» **Exercise goal**: Rewrite the data below as a JSON list of strings, one string for each line, with blank lines left out. Leave the pictures out of your answer.

» **Data records**:
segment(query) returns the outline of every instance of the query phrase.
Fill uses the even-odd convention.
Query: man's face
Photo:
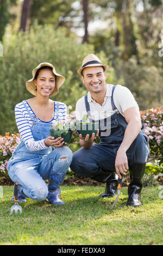
[[[105,89],[106,74],[102,66],[89,66],[83,71],[82,80],[87,89],[97,93]]]

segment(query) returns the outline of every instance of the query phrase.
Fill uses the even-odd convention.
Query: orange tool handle
[[[121,175],[122,177],[121,179],[120,179],[119,178],[118,179],[117,188],[118,188],[118,190],[120,190],[121,188],[122,185],[123,175],[121,174]]]
[[[14,184],[14,202],[18,202],[18,182]]]

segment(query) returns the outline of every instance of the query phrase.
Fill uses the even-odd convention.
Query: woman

» **Task solution**:
[
  "segment(query) returns the outline of every instance of the query phrase.",
  "Fill uses the even-odd convention.",
  "Query: man's face",
  "Photo:",
  "[[[105,89],[106,74],[102,66],[89,66],[83,71],[82,80],[87,89],[97,93]]]",
  "segment(query) returns the outline of every instance of the query phrase.",
  "Fill uses the even-odd convention.",
  "Query: orange tool handle",
  "[[[121,175],[122,177],[121,179],[120,179],[119,178],[118,179],[117,188],[118,188],[118,190],[120,190],[121,188],[122,185],[123,175],[121,174]]]",
  "[[[14,184],[14,202],[18,202],[18,182]]]",
  "segment(query) returns the outline of every instance of the query phrase.",
  "Fill uses the even-odd convention.",
  "Query: woman"
]